== Excerpt provided
The news the Supreme Court overturned Roe was not a surprise coming more than a month after a leaked draft opinion indicated the Court's ruling on Dobbs v. Jackson Women's Health Organization would move to strike it down, which it did in a 5-4 decision.

Writing the majority opinion, Associate Justice Samuel Alito said that the United States Constitution "makes no reference to abortion, and no such right is implicitly protected by any constitutional provision, including the one on which the defenders of Roe and Casey now chiefly rely — the Due Process Clause of the Fourteenth Amendment."

This argument was harshly opposed by Associate Justices Stephen Breyer, Sonia Sotomayor and Elena Kagan, who comprise the Court's liberal wing.

They charged that the decision to overturn Roe and its sister ruling Planned Parenthood v. Casey is indicative of long-held political animus, writing that the majority made the call "because it has always despised them, and now it has the votes to discard them."

In their dissent, they added that the majority "would allow States to ban abortion from conception onward because it does not think forced childbirth at all implicates a woman’s rights to equality and freedom," adding that today's Court "does not think there is anything of constitutional significance attached to a woman’s control of her body and the path of her life" and is keen to empower states to force women "to bring a pregnancy to term, even at the steepest personal and familial costs.”
====
== Material provided
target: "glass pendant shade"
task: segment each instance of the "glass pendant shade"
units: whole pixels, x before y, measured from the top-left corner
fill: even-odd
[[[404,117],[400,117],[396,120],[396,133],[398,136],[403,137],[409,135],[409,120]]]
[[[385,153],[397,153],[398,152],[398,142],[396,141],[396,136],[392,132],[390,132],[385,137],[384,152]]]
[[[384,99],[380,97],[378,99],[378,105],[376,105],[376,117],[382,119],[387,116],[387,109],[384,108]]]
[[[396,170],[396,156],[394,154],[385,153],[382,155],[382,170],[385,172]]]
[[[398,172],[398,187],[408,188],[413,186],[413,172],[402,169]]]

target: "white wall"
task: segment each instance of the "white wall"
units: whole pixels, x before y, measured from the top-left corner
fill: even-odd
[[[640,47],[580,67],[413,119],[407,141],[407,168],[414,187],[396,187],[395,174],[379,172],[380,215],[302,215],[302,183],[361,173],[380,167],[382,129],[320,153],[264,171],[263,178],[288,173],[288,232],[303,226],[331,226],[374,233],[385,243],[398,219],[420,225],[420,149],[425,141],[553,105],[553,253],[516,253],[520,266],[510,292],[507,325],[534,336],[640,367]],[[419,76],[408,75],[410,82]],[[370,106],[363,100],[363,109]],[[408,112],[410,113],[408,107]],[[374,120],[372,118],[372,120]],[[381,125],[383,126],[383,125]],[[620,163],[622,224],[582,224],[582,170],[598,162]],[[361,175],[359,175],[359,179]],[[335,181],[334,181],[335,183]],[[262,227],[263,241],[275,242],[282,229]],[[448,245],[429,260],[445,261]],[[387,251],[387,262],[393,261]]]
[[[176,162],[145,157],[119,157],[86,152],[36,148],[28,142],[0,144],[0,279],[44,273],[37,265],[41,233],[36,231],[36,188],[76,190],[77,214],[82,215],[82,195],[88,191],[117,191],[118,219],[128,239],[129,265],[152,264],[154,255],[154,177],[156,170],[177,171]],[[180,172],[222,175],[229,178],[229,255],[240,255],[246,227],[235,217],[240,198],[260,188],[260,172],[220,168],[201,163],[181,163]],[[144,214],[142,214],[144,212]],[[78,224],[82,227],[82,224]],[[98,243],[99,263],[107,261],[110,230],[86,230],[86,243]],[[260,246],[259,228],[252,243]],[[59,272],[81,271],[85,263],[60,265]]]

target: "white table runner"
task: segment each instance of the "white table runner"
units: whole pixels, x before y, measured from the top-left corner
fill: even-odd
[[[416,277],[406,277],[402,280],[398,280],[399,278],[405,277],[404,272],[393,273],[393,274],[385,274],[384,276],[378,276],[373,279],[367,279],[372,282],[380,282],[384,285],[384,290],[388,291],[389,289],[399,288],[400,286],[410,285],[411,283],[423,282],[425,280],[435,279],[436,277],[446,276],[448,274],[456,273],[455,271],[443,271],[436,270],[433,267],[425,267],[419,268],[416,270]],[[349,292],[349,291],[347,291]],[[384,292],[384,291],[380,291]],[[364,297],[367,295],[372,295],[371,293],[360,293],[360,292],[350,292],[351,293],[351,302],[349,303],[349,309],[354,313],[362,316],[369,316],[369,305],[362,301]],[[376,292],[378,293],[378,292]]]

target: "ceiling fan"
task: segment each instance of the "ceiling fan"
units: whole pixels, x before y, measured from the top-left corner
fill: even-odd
====
# Objective
Please name the justice who wrote the majority opinion, according to the excerpt about the Supreme Court's Dobbs ruling.

# Exercise solution
Associate Justice Samuel Alito